Unistrut on threaded rod V ally ladder
*Pro,* Unistrut Bends less than cheap ladder and more than expensive ladder in the vertical direction over longer span, adjustable for width of log (this is important see below), stronger fixing to log ends
*Con,* Unistrut is MUCH heavier than ladder, twists more than ladder but can be held firm with strong fixing to log, more expensive than cheap ladder - less than expensive ladder

Overall the unistrut is better than the ladder provided I don't have to carry the unistrut too far.



> With my ladder set up, I find that when trying to mill with the pith, one end of the ladder sits in the air, so to speak. The big heavy powerhead either sags one side, or the chain draws the ladder into the log, invariably making an un-level cut. Obviously, when the whole ladder sits on the trunk of the log, the rungs support the ladder, making a level, even cut the entire length...



Here is what I do with rails.

Short problem 1
According to the Unistrut comparison, under what condition is the Unistrut better overall than the ladder?
Short problem 2
Quote the Unistrut comparison word for word between "Unistrut on threaded" and "unistrut too far.", inclusive.

Data
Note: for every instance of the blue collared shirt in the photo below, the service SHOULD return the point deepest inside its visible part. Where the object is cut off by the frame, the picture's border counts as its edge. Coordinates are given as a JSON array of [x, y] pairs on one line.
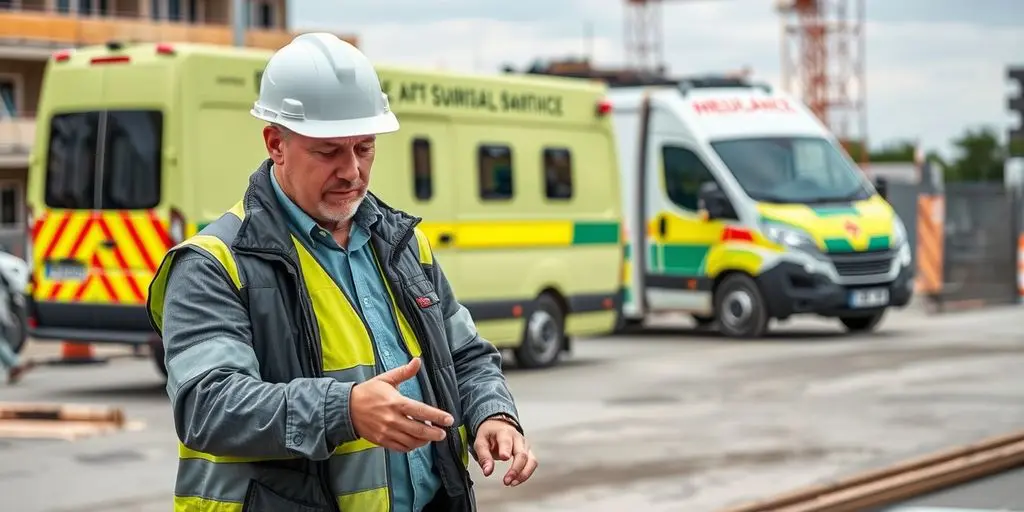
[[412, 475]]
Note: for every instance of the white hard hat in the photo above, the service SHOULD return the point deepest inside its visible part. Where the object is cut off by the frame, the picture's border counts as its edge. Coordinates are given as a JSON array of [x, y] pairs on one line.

Written response 1
When it doesn't have to be carried too far.

Written response 2
Unistrut on threaded rod V ally ladder
*Pro,* Unistrut Bends less than cheap ladder and more than expensive ladder in the vertical direction over longer span, adjustable for width of log (this is important see below), stronger fixing to log ends
*Con,* Unistrut is MUCH heavier than ladder, twists more than ladder but can be held firm with strong fixing to log, more expensive than cheap ladder - less than expensive ladder

Overall the unistrut is better than the ladder provided I don't have to carry the unistrut too far.